[Location annotation dataset excerpts]
+ + +

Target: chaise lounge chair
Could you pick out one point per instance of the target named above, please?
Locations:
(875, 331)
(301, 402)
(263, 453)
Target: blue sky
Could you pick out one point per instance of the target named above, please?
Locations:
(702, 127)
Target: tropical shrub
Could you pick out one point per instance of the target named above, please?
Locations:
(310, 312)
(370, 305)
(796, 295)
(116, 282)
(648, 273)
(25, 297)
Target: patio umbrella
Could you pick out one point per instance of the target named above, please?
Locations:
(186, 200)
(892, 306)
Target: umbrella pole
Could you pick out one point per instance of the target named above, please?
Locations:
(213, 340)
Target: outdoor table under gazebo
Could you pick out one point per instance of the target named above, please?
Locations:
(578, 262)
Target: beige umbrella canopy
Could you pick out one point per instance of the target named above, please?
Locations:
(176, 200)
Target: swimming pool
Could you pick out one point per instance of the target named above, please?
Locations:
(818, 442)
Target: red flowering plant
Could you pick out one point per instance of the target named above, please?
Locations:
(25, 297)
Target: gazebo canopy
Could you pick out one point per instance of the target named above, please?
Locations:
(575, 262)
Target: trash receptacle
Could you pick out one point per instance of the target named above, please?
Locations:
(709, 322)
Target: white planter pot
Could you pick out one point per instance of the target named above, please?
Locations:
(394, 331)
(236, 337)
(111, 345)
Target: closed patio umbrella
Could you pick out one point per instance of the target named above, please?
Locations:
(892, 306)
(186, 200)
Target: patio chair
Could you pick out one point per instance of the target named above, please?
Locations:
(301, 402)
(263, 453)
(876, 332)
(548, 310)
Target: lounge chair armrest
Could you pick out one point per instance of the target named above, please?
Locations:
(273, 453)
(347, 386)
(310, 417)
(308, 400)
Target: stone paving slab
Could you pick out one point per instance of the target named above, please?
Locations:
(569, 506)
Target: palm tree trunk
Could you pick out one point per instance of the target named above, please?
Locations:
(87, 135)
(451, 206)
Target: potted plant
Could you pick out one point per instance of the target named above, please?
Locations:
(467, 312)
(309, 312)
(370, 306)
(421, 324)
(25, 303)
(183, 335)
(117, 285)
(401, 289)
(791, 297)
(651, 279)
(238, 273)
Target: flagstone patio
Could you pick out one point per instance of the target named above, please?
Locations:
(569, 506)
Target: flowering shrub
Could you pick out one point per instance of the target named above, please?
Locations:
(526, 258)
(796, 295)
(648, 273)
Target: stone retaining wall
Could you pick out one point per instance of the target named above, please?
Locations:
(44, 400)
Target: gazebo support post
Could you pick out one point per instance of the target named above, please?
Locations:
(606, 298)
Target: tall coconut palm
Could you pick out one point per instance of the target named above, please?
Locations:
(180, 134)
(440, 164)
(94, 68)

+ + +

> _WHAT YOU ARE ASKED TO DO_:
Repeat the data above, word for word.

> _RIGHT ANSWER_:
Target: chaise lounge chair
Could you pick out one point per instance of the target named above, please?
Locations:
(875, 331)
(301, 402)
(263, 453)
Target: blue sky
Could you pick out one point per instance of the target named above, please?
Locations:
(702, 127)
Target: tropical shrub
Could you pick out one point per instance of the target named above, please?
Locations:
(310, 312)
(370, 305)
(796, 295)
(116, 282)
(648, 273)
(25, 297)
Target: patio umbrella
Could you pick out one point per instance of the target named above, please?
Locations:
(186, 200)
(892, 306)
Target: umbrella pole
Could you pick out one point per instance of the target named above, please?
Locations:
(213, 340)
Target: outdoor table under gazebo
Could you pick out one point per instance of the target named above, please?
Locations:
(578, 262)
Target: beige umbrella canopy
Could you pick out one point per instance of the target named above, please?
Locations:
(176, 200)
Target: swimming pool
Could you pick out one point per instance of the target named above, please?
Locations:
(818, 442)
Target: red flowering plant
Could you pick out one point per instance of the target named above, please?
Locations:
(25, 297)
Target: gazebo canopy
Could you pick out one point per instance of the target named above, please?
Locations:
(575, 262)
Target: trash receptacle
Could you pick out one point per instance of the target named above, please?
Locations:
(709, 322)
Target: white planter pot
Could you pick out one point per instance of the target named above, please?
Locations:
(394, 331)
(236, 337)
(111, 345)
Target: closed patio umbrella
Could you pick out one point per instance of the target named above, please?
Locations:
(892, 306)
(186, 200)
Target: patio chair
Could you pick out one point per instance of the target named above, please?
Locations:
(301, 402)
(263, 453)
(876, 332)
(548, 310)
Target: lounge chair armrest
Could you pick out one point per instance of the target named above, please?
Locations:
(273, 453)
(347, 386)
(310, 417)
(308, 400)
Target: stone paving slab
Could you pick out one point per instance of the target named above, please?
Locations:
(569, 506)
Target: palm tree trunk
Could you pick out one point per instance of the target named above, please?
Locations:
(87, 135)
(451, 206)
Target: potted plant
Could you pick out one point per instance of the target named above, please?
Locations:
(467, 312)
(309, 312)
(370, 306)
(421, 324)
(25, 303)
(183, 335)
(117, 285)
(401, 289)
(791, 297)
(651, 279)
(238, 273)
Target: flagstone patio
Could you pick out one point per instance of the target named above, please?
Locations:
(569, 506)
Target: flowering shrub
Could you pick out one point per instance of the target named above, please?
Locations:
(526, 258)
(796, 295)
(648, 273)
Target: stone retaining wall
Could you pick out one point per instance of the target named above, please?
Locations:
(44, 400)
Target: gazebo support post
Could you pick out one point per instance of the target named above, please?
Locations:
(606, 298)
Target: tall coconut palm
Could you pick out one point per instance of the target named above, please?
Locations:
(180, 134)
(440, 164)
(94, 68)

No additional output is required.